* **Extracted text**:
[Start]

Summary: | 碩士 === 國立臺灣海洋大學 === 資訊工程學系 === 104 === This thesis proposes a Chinese grammar checker which checks sentences written by non-native Chinese learners. Our system focuses on four major kinds of grammatical error types. Methods of error detection, error classification, and error position determination were proposed. The experimental data were provided by NLP-TEA2 CGED Task, which contain sentences with their error types, error positions, and their corrections. There is only one error in one sentence.
Candidates of correct sentences are generated according to different error types by different methods. In the original sentence given by the user, substrings with length of 1 ~ 2 characters are removed to generate Redundant-type candidates; frequent missing words are inserted to generate Missing-type candidates; sequences of words are moved to another position to generate Disorder-type candidates; synonyms and function words in the same classes are replaced to generate Selection-type candidates. By these methods, 100% correct sentences in Redundant type, 64.67% in Missing type, 88.88% in Disorder type, and 31.33% in Selection type can be generated.
Several functions to estimate the sentence generation score were also proposed. Frequencies of words and substrings were used provided in many different linguistic resources. Different weightings and normalizations have been tested to find the best function. The experimental results show that using frequencies of substrings provided by Google N-gram dataset achieves the best performance, where the F-measures in error detection, error classification, and error position determination are 67.15%, 16.81%, and 10.34%.
|

[End]

* **Recorded information**:
[Start]

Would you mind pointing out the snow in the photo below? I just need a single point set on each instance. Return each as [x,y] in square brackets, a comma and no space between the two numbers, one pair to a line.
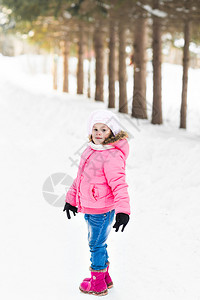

[End]

* **Aim**:
Can you extract, word for word, the stretch of the Chinese grammar checker abstract from "Summary: | 碩士" through "in one sentence."?

* **Full solution**:
Summary: | 碩士 === 國立臺灣海洋大學 === 資訊工程學系 === 104 === This thesis proposes a Chinese grammar checker which checks sentences written by non-native Chinese learners. Our system focuses on four major kinds of grammatical error types. Methods of error detection, error classification, and error position determination were proposed. The experimental data were provided by NLP-TEA2 CGED Task, which contain sentences with their error types, error positions, and their corrections. There is only one error in one sentence.